§ **Data to use**:
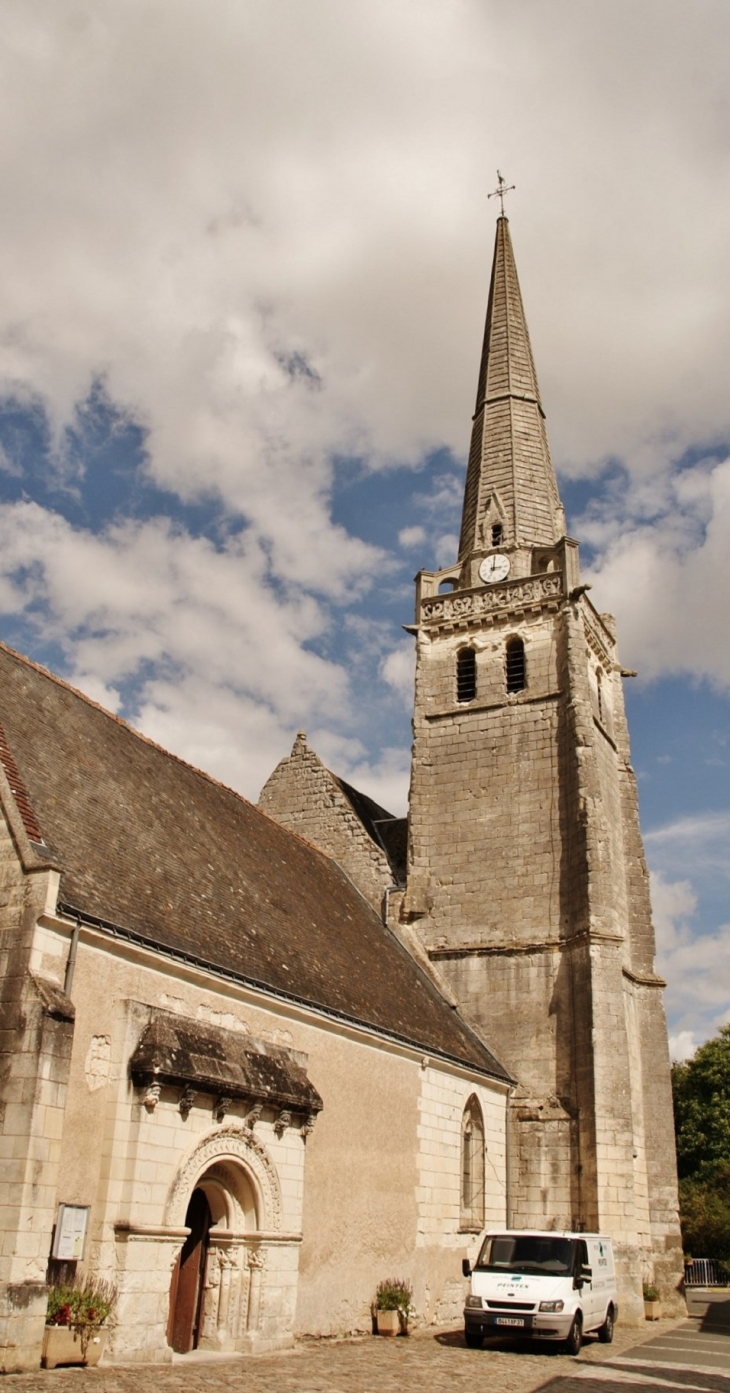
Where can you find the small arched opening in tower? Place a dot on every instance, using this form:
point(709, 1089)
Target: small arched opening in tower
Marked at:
point(466, 674)
point(516, 665)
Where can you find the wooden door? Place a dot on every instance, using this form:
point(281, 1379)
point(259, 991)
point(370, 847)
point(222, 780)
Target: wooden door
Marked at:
point(187, 1285)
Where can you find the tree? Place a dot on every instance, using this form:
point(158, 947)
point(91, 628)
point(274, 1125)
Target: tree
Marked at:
point(701, 1091)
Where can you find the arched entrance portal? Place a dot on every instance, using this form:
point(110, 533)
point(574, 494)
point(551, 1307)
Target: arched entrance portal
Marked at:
point(216, 1279)
point(188, 1276)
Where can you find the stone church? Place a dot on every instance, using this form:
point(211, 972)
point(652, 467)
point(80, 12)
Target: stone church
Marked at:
point(254, 1060)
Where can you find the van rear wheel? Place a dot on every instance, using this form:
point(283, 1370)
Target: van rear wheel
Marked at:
point(605, 1331)
point(574, 1340)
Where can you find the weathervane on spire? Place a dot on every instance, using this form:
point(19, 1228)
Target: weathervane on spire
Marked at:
point(500, 191)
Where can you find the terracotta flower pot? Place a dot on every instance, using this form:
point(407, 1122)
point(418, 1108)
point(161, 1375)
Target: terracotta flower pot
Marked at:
point(63, 1344)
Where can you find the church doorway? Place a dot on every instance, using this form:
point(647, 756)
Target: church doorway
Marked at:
point(187, 1286)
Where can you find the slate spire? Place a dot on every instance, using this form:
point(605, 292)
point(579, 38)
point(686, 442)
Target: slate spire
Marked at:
point(510, 478)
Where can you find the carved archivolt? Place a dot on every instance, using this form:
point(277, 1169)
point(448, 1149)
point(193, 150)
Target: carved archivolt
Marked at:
point(238, 1145)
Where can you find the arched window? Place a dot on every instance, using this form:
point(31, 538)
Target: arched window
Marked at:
point(516, 666)
point(472, 1166)
point(466, 674)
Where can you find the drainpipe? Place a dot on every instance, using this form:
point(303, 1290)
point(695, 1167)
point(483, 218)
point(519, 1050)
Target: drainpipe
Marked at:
point(507, 1162)
point(71, 960)
point(386, 899)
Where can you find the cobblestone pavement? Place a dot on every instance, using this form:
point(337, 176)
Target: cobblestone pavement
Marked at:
point(439, 1363)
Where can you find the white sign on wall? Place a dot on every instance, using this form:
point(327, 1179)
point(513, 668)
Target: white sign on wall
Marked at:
point(70, 1237)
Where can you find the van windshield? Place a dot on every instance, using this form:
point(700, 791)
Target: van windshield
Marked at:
point(527, 1253)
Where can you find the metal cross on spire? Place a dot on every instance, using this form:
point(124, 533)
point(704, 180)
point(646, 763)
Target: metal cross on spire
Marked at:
point(500, 191)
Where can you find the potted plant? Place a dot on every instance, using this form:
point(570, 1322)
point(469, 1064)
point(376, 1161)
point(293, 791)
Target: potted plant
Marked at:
point(393, 1305)
point(652, 1307)
point(75, 1315)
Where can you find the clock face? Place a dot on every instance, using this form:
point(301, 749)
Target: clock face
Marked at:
point(495, 567)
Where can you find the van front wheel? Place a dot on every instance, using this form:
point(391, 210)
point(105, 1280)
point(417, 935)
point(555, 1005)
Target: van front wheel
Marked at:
point(574, 1340)
point(605, 1332)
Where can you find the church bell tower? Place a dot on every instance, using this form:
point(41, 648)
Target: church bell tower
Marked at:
point(527, 882)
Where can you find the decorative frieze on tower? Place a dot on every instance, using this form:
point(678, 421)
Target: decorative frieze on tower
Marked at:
point(527, 881)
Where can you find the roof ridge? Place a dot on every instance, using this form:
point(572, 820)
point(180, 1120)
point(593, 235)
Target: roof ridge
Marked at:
point(20, 791)
point(126, 725)
point(153, 744)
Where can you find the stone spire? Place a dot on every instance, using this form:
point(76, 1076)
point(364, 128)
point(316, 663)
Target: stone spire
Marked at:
point(510, 478)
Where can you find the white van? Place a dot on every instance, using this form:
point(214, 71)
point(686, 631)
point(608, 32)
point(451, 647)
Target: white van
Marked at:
point(549, 1286)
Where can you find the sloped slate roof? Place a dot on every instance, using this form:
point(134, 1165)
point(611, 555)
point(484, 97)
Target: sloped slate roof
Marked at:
point(387, 832)
point(160, 850)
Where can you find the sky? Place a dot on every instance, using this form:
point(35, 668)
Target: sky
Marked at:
point(244, 259)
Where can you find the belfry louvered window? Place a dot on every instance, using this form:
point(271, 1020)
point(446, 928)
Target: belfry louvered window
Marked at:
point(516, 666)
point(466, 674)
point(472, 1166)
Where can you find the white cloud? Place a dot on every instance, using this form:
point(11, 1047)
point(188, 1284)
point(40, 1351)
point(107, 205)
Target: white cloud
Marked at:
point(665, 573)
point(681, 1046)
point(695, 966)
point(266, 230)
point(397, 670)
point(413, 537)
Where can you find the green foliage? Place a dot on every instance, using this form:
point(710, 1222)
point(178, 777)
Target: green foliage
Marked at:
point(701, 1090)
point(705, 1212)
point(393, 1294)
point(80, 1304)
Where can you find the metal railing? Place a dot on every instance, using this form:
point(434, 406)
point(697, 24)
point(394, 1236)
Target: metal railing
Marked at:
point(705, 1272)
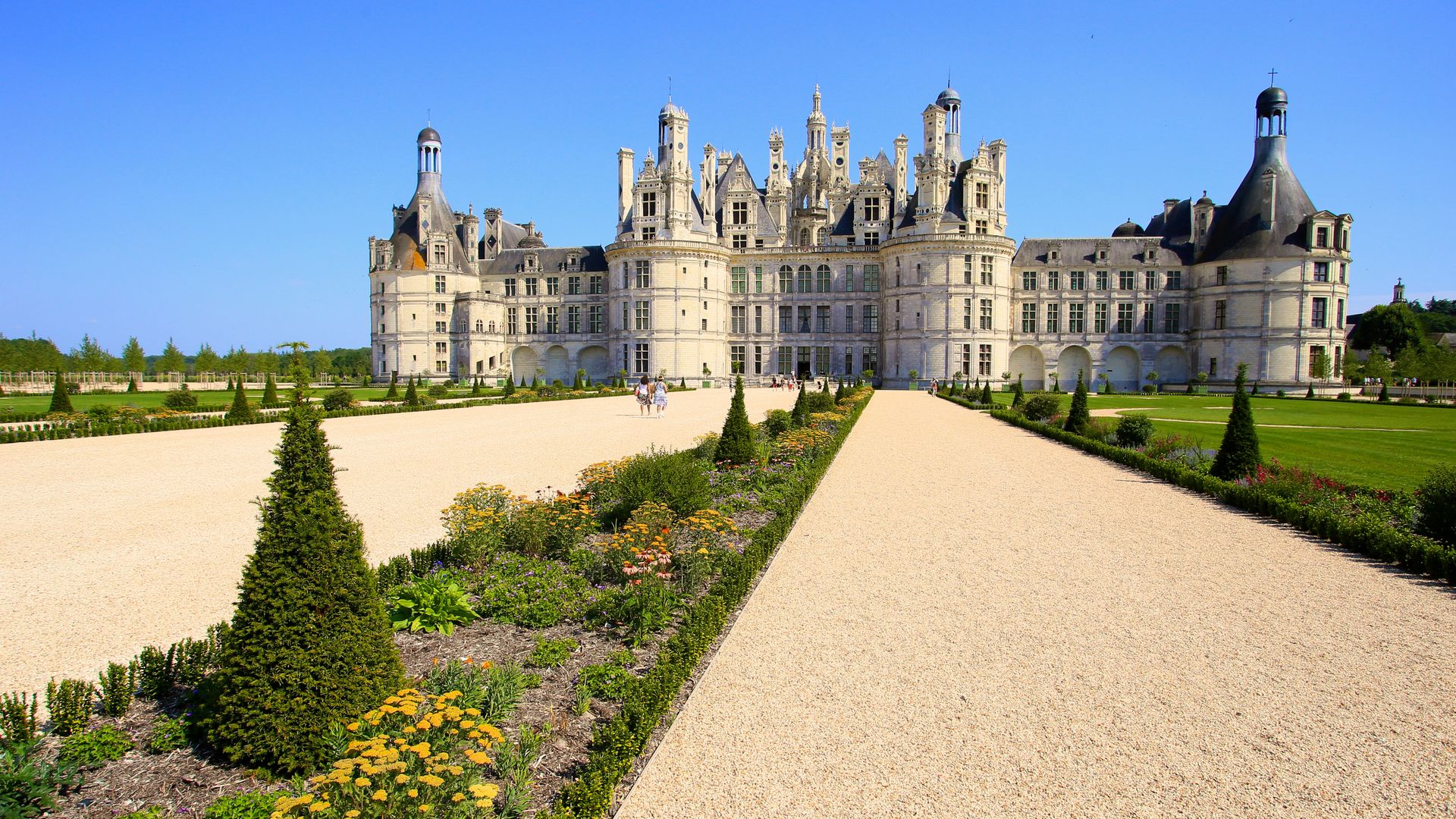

§ **What the task asks**: Can you return all of the material above word for word, with the pictures left out?

§ **Answer for this exercise**:
Where can you find the small arched opening in tower? Place a dot on every instance, using this form:
point(709, 1089)
Target: small arched opening in tower
Marked at:
point(466, 674)
point(516, 665)
Where can you find the wooden door? Place a dot on every instance, using this form:
point(281, 1379)
point(259, 991)
point(370, 847)
point(222, 780)
Target: wooden door
Marked at:
point(187, 1285)
Where can you find the tree? Place a dot on every instance, using this form:
point(158, 947)
point(91, 628)
point(274, 1125)
Target: tree
Marked at:
point(701, 1091)
Where can you find the arched entrance portal? Place a dot on every instance, using this form:
point(110, 533)
point(574, 494)
point(551, 1307)
Target: arched entrance portal
Marked at:
point(216, 1279)
point(188, 1276)
Where can you find the stone church? Place a dot on every instance, using this form:
point(211, 972)
point(652, 467)
point(80, 12)
Target: stone church
Marked at:
point(254, 1060)
Where can you find the van rear wheel? Place a dot on every instance, using this form:
point(283, 1370)
Target: van rear wheel
Marked at:
point(605, 1331)
point(574, 1340)
Where can you find the weathervane on spire? Place a dot on every instance, using this form:
point(19, 1228)
Target: weathervane on spire
Marked at:
point(500, 191)
Where can you find the terracotta flower pot? Place a dot on every instance, using this form:
point(407, 1122)
point(418, 1108)
point(161, 1375)
Target: terracotta flower pot
Marked at:
point(63, 1344)
Where can you find the church doorway? Place a dot on every instance, using this form:
point(647, 756)
Target: church doorway
Marked at:
point(187, 1286)
Where can you find the slate spire? Place a dot on every instance, using this form:
point(605, 292)
point(579, 38)
point(686, 442)
Target: slate spire
Marked at:
point(510, 478)
Where can you find the carved archivolt? Place a dot on every instance, using this form:
point(277, 1169)
point(448, 1149)
point(193, 150)
Target: carved archivolt
Marked at:
point(238, 1145)
Where can you find the arched window? Place a dot on every instance, using this form:
point(31, 538)
Target: arched window
Marked at:
point(516, 666)
point(472, 1166)
point(466, 674)
Where can you find the drainpipe? Place a dot on every instance, using this form:
point(303, 1290)
point(695, 1167)
point(483, 218)
point(519, 1050)
Target: drainpipe
Marked at:
point(507, 1162)
point(71, 960)
point(386, 899)
Where can you find the cobblestone pavement? Place a dot on every instance, using this form:
point(337, 176)
Target: cobblestone pavement
Marked at:
point(439, 1363)
Where can you find the white sign on wall? Place a dot on every instance, using this form:
point(327, 1179)
point(513, 668)
Target: white sign on wall
Marked at:
point(70, 1237)
Where can you find the van windshield? Place a dot on every instance, using this form:
point(700, 791)
Target: van windshield
Marked at:
point(527, 1253)
Where can you find the metal cross on spire? Place a dot on every instance, using this form:
point(124, 533)
point(704, 180)
point(646, 763)
Target: metal cross on spire
Marked at:
point(500, 191)
Where can you find the potted plant? Place a dot on every instance, using this form:
point(570, 1322)
point(469, 1064)
point(376, 1161)
point(293, 791)
Target: potted plant
Marked at:
point(393, 1305)
point(652, 1307)
point(75, 1315)
Where can you find the clock face? Place a dot on every instance, using this form:
point(301, 749)
Target: clock face
Marked at:
point(495, 567)
Where can you find the van front wheel? Place a dot on every instance, using this form:
point(391, 210)
point(105, 1280)
point(417, 935)
point(555, 1005)
Target: van front wheel
Marked at:
point(574, 1340)
point(605, 1332)
Where can you find the church bell tower? Place a dot on every instance, using this form:
point(41, 648)
Target: church bell tower
Marked at:
point(527, 882)
Where can you find the decorative frieze on tower? Place a dot on every instance, using this form:
point(678, 421)
Target: decorative frieze on tower
Marked at:
point(527, 881)
Where can you find the roof ridge? Place a dot on every instance, using this form:
point(572, 820)
point(180, 1120)
point(593, 235)
Target: roof ridge
Marked at:
point(20, 791)
point(126, 725)
point(153, 744)
Where can you find the stone spire? Place a dot on every instance, using this form:
point(76, 1076)
point(364, 128)
point(316, 663)
Target: stone spire
Marked at:
point(510, 478)
Where can you find the white van? Place a dot on every instance, using this form:
point(214, 71)
point(686, 631)
point(608, 32)
point(451, 647)
Target: white van
Marked at:
point(549, 1286)
Where can you find the sloped slate roof? Place a dot on every instance, using this form:
point(134, 1165)
point(611, 555)
point(484, 97)
Target: sloped slate roof
Marked at:
point(387, 832)
point(160, 850)
Where can you find the sky? Place a dot on every instance, using this form:
point(35, 668)
Target: sky
Marked at:
point(244, 259)
Where can you find the belfry louvered window? Place a dot on every instance, using this form:
point(271, 1020)
point(446, 928)
Target: belfry louvered window
Marked at:
point(516, 666)
point(466, 674)
point(472, 1166)
Where can you find the white cloud? Place a dot on every instance, using this form:
point(11, 1047)
point(188, 1284)
point(40, 1351)
point(107, 205)
Target: white cloud
Marked at:
point(665, 573)
point(681, 1046)
point(695, 966)
point(266, 230)
point(397, 670)
point(413, 537)
Where can you find the green foliage? Place a dot on every instance, using this form:
point(710, 1222)
point(178, 777)
Target: green foliage
Marked at:
point(701, 1090)
point(705, 1212)
point(393, 1294)
point(80, 1304)
Where can you find the metal railing? Place a dot on every instance, using this form:
point(434, 406)
point(697, 24)
point(394, 1236)
Target: metal railing
Marked at:
point(705, 1272)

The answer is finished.